YOUR INSTRUCTIONS
What is needed is a verbatim copy of each record below.

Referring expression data

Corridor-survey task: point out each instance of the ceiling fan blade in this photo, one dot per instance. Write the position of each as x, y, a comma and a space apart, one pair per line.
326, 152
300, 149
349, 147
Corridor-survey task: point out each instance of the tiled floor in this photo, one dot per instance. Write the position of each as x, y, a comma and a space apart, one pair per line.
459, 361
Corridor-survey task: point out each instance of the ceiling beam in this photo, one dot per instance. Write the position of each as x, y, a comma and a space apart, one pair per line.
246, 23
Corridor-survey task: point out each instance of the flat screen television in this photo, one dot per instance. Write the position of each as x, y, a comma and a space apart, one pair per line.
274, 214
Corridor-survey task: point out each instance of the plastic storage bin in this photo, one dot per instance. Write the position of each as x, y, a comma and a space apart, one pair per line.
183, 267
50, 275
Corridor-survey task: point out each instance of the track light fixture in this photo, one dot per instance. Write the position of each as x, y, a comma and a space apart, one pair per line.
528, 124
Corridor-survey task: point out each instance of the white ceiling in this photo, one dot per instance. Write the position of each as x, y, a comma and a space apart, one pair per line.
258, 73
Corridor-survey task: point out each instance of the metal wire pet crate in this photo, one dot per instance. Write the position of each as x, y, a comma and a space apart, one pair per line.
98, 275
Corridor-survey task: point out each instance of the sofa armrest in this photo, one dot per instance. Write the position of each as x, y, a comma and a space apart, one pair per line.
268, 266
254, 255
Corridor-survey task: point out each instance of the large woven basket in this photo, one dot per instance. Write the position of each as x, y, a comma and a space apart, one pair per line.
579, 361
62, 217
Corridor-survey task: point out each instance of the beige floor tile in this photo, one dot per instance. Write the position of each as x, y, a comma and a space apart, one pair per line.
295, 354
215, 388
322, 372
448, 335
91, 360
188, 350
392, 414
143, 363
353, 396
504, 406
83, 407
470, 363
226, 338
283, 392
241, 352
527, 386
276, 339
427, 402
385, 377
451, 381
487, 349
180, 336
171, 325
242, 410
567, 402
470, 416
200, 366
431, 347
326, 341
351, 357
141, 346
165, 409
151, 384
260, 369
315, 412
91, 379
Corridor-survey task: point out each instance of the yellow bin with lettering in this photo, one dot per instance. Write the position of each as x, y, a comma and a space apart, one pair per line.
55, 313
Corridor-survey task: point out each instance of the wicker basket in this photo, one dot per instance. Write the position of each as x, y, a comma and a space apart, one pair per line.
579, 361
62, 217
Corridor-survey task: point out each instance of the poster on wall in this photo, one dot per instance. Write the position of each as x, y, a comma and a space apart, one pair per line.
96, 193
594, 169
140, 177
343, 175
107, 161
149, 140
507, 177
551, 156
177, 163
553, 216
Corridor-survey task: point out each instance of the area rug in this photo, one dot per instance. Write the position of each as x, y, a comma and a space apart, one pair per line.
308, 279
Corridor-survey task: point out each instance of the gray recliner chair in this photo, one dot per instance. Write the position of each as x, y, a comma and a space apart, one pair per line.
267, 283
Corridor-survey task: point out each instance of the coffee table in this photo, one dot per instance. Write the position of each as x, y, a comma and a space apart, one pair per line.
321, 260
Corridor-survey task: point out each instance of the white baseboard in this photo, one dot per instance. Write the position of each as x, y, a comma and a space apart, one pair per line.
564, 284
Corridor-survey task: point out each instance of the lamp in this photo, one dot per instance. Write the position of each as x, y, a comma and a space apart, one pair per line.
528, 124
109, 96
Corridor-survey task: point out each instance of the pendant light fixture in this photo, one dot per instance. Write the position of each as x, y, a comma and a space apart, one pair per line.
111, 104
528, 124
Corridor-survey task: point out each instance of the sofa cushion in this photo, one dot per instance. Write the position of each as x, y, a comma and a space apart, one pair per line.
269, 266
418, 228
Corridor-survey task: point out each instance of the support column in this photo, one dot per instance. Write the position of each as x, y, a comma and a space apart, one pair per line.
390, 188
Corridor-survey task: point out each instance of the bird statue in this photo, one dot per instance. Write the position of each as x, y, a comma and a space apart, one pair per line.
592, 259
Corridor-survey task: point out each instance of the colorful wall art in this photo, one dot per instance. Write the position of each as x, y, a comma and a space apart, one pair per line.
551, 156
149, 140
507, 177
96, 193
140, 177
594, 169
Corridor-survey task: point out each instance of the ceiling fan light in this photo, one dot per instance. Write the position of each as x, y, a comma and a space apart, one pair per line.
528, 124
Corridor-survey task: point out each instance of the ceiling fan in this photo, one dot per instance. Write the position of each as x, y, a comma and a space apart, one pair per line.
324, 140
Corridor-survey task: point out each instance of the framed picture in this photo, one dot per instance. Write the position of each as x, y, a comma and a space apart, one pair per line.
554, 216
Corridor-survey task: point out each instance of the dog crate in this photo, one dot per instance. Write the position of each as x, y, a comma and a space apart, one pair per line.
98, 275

SOLUTION BELOW
Corridor-survey task: point out each instance of the ceiling fan blade in this photo, one dot per instance. Write the position of each as x, y, a comma and a space apart, one pair per line.
326, 152
300, 149
349, 147
Corridor-survey task: point out each instance of the tiled floor in this photo, one dot per instance. Write the position of each as x, y, a comma and a space apart, one pair per line.
459, 361
Corridor-survey task: point out each instance of the ceiling beam in this photo, one dot per instance. Write the position of each as x, y, a comma and a space apart, one pair per line.
246, 23
Corridor-survey task: point out each instance of the flat screen television in this photo, one dot per instance. Write the position of each as x, y, a comma and a space apart, one pair per line.
274, 214
Corridor-survey task: point out each instance of the plastic storage bin in this photo, one dot per instance. Write the position of each as x, y, a comma and a space apart, one pair per line.
183, 267
50, 275
Corridor-survey task: point out each instance of the track light fixture in this photo, one dot per instance. Write the position of each as x, y, a comma and a space apart, one pair per line.
528, 124
Corridor-survey task: point out each instance of the white ceiling in this photo, one dot per instance. Write the position of each as x, y, a comma and a space apart, one pair per line.
258, 73
Corridor-survey task: point out each instance of the metal wire pet crate in this photo, one dot per instance. Write the position of each as x, y, a comma and a space apart, one pair per line.
98, 275
Corridor-survey task: point out each instance of the sofa armrest in this photo, one dot per instance. Write the position of each as x, y, a comma and a space apart, one pair per line.
268, 266
254, 255
Corridor-survey task: point out each instance of the large woven basket in this photo, one dot per instance. Write the position of each as x, y, a comma and a space apart, one pair per line.
579, 361
62, 217
Corridor-survey task: point out each instance of the beige floor tile in this photo, one dot per instance. Write the position of each as x, y, a comma and a space apart, one pair per line.
295, 354
215, 388
322, 372
448, 335
91, 360
188, 350
392, 414
143, 363
353, 396
504, 406
83, 407
470, 363
226, 338
283, 392
241, 352
527, 386
276, 339
427, 402
385, 377
451, 381
487, 349
180, 336
171, 325
242, 410
567, 402
470, 416
200, 366
431, 347
326, 341
351, 357
141, 346
165, 409
151, 384
260, 369
315, 412
91, 379
Corridor-survey task: point out each instance of the yellow bin with lettering in this photo, one dot per instance. Write the position of each as x, y, a comma and a space apart, one pair per line.
55, 313
Corridor-survey task: point out each instance of the wicker basket in this photo, one dot per instance. Write the position of each as x, y, a comma and a space apart, one pair per line.
579, 361
62, 217
Corridor-survey task: point out each instance of the poster on wall in this photo, one dot per instance. Write the position of each as x, y, a comma and a space apart, one pair per line.
96, 193
594, 169
140, 177
343, 175
107, 161
149, 140
507, 177
551, 156
177, 163
553, 216
Corridor-survey task: point out each instance of the area rug in this photo, one dot per instance. Write the position of each as x, y, a comma and a space apart, one pair per line.
308, 279
Corridor-survey task: point out each instance of the gray recliner chair in this photo, one dot per instance. Write the position of each as x, y, a comma and a space apart, one pair per line.
267, 283
Corridor-survey task: point out each instance of the coffee table in this photo, one dot per instance. Write the position of each as x, y, a comma and a space apart, one pair per line.
321, 260
Corridor-survey task: point out each instance of the white baseboard in this photo, one dot per instance. Write the position of each as x, y, a comma and a space apart, one pair per line.
564, 284
Corridor-survey task: point out each instance of the lamp in this photo, one dot per instance. Write the position of each as x, y, a comma and a space apart, one pair per line.
528, 124
109, 96
Corridor-survey task: point out each instance of the pendant light fixture in this photo, one dot per instance. Write the position of each as x, y, a comma and a space apart, one pair per line.
111, 104
528, 124
Corridor-survey task: point out each instance of the sofa cushion in this photo, one dot per instance. Write the position of each as x, y, a comma and a space apart, one pair per line.
269, 266
418, 228
Corridor-survey task: point out each instance of the support column in this photo, one dot per instance. Write the position of each as x, y, a comma and a space apart, one pair per line.
390, 188
Corridor-survey task: point out each instance of the bird statue in this photo, one dot per instance. Write the position of each as x, y, a comma and a space apart, one pair per line.
592, 259
Corridor-survey task: point out each instance of the colorful wall art in this photo, one dot per instance. Write the position of each as x, y, a comma and a space apart, one pair per line.
551, 156
149, 140
507, 177
96, 193
140, 177
594, 169
Corridor-survey task: point out each instance of the ceiling fan light in this photo, one dot per instance. Write the position of each as x, y, a comma and a space apart, one pair per line.
528, 124
Corridor-survey task: point out each instance of the ceiling fan in this photo, one dot per instance. Write the position of each as x, y, a comma and a space apart, one pair per line.
324, 140
Corridor-survey task: point out each instance of the framed picture in this photo, one dot per instance. Write the position of each as x, y, a comma and a space apart, one pair per line.
554, 216
Corridor-survey task: point out each instance of the dog crate in this photo, one dot per instance. Write the position of each as x, y, a comma and a space apart, one pair per line.
98, 275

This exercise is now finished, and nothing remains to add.